» **Problem to work on**
Turn all of the entries below into a two-column CSV with the headers instruction and points, one row per entry, putting each entry's text and its answer in their own quoted fields and replacing line breaks with spaces. Leave the pictures out.

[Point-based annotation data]
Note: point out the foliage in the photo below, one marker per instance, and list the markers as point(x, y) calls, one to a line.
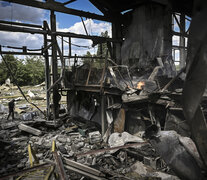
point(27, 72)
point(97, 63)
point(104, 45)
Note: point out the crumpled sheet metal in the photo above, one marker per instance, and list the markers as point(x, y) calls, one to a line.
point(168, 146)
point(196, 80)
point(120, 139)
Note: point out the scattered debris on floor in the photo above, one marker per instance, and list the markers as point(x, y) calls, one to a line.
point(147, 137)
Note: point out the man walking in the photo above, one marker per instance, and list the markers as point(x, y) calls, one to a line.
point(11, 109)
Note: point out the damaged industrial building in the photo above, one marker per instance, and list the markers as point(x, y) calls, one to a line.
point(135, 111)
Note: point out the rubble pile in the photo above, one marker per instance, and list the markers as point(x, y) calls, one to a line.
point(80, 142)
point(147, 136)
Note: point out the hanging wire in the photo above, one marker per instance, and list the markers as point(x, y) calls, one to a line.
point(88, 47)
point(15, 81)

» **Response**
instruction,points
"Note: point out the foliage in the photo below, one marker per instance, and list the markers as point(x, y) calls, one to a line.","point(27, 72) point(97, 63) point(104, 45)"
"Note: point out the crumpled sheet metal in the photo above, one marker per instance, and list the markers as point(x, y) calls, one to a line.","point(168, 146) point(196, 80) point(120, 139)"
"Note: point out the scattered debris on floor in the photo above, one marker per instance, and list the markers as point(x, y) calls, one to a line.","point(147, 137)"
"Note: point out the man walking in the photo above, one marker per instance, and list the markers as point(x, y) calls, one to a line.","point(11, 109)"
"Note: point out the damaged industrial building in the photo above, one marker per instance, and list the markers as point(x, y) calls, one to a line.","point(135, 111)"
"Note: point out the rubble pile in the photo above, one marker per instance, and list the markers as point(x, y) calls, one to a line.","point(80, 142) point(147, 136)"
"Note: point out the hanging wire in the photo above, one marker per instance, and list the markers as point(x, y) calls, one to a line.","point(88, 47) point(15, 81)"